— START Data for the task —
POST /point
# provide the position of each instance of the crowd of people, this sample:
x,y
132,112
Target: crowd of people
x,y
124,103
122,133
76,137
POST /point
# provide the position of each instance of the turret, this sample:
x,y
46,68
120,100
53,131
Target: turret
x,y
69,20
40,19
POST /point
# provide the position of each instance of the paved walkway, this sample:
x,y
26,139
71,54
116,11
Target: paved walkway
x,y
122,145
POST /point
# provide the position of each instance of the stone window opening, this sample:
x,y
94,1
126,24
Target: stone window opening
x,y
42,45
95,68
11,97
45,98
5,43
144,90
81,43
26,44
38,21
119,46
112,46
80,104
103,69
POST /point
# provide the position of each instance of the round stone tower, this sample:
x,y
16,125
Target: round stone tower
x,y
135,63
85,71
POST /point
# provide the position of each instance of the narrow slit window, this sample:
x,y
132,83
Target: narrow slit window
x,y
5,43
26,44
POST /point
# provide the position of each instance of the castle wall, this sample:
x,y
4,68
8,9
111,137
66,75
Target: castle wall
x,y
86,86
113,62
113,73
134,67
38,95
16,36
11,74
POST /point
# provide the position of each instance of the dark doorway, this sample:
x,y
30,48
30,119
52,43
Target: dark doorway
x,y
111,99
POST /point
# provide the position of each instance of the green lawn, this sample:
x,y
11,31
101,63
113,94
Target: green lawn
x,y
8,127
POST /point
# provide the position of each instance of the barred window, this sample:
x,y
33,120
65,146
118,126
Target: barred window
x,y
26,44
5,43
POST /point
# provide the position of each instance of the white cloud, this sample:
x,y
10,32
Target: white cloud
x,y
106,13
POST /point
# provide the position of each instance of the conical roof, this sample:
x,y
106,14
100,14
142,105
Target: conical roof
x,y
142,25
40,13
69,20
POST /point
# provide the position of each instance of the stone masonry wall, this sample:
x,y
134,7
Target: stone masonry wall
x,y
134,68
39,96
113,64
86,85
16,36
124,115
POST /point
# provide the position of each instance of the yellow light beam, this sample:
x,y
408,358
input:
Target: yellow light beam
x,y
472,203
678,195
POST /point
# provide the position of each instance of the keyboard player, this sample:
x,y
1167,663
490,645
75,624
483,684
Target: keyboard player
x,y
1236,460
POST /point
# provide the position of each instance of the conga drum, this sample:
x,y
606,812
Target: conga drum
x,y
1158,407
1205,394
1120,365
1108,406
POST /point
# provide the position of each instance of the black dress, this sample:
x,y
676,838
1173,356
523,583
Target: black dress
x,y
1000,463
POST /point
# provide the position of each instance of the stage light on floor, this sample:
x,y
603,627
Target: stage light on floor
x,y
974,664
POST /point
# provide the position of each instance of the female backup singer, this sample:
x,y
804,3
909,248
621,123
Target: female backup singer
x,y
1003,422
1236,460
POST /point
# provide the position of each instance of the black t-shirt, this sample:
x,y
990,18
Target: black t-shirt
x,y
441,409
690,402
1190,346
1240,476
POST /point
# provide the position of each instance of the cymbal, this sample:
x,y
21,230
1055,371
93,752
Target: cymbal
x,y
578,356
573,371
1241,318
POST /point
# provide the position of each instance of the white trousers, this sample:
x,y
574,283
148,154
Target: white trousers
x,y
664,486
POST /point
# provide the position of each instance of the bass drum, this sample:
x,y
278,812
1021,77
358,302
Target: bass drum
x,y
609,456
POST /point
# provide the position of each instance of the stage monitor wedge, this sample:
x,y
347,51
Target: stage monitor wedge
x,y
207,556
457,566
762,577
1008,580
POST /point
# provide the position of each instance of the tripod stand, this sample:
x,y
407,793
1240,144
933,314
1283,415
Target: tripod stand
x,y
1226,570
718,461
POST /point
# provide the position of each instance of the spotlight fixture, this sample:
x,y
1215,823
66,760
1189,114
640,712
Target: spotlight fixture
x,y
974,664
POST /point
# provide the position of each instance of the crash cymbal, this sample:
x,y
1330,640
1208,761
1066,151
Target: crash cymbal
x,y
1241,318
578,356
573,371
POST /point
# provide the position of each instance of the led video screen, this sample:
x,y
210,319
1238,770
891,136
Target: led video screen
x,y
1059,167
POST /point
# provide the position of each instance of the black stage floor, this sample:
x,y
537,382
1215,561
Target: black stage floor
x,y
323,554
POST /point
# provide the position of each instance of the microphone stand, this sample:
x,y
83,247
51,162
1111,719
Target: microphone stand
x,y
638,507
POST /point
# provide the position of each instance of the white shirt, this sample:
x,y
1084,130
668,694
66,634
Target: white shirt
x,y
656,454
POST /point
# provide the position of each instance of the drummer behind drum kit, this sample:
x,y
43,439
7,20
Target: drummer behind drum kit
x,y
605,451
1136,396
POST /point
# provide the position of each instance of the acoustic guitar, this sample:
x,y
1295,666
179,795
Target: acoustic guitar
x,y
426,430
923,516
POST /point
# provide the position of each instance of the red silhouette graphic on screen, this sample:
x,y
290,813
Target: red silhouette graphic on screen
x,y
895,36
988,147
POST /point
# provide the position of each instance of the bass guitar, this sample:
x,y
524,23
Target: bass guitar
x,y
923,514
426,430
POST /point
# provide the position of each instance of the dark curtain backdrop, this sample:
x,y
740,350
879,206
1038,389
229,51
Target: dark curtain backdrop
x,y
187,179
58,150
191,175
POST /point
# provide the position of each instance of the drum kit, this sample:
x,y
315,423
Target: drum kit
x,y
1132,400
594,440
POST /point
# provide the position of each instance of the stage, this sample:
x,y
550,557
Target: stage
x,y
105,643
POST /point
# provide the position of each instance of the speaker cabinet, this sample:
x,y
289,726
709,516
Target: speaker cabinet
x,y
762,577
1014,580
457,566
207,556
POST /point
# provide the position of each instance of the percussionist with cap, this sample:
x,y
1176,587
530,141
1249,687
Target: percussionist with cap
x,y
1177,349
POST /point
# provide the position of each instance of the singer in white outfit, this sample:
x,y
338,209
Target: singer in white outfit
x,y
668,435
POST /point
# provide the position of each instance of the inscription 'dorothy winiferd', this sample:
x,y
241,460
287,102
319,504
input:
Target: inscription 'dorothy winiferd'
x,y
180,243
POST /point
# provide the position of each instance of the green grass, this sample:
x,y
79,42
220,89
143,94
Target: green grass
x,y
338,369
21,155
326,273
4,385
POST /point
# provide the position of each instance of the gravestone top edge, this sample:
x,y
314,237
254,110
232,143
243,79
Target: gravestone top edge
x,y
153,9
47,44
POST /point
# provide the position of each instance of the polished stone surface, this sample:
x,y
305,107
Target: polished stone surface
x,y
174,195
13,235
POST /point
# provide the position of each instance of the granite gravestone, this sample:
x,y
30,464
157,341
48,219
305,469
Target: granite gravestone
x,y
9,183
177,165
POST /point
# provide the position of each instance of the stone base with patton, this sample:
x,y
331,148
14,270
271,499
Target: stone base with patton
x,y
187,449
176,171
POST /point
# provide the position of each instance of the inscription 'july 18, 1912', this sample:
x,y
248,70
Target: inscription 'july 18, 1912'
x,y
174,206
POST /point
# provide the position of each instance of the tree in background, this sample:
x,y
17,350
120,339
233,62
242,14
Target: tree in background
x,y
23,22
— END Data for the task —
Locate every line in the entries above that contains the word "patton" and copy each of those lines.

Full answer ->
# provide the position of each instance of the stone base with patton, this sample:
Target: stone base with patton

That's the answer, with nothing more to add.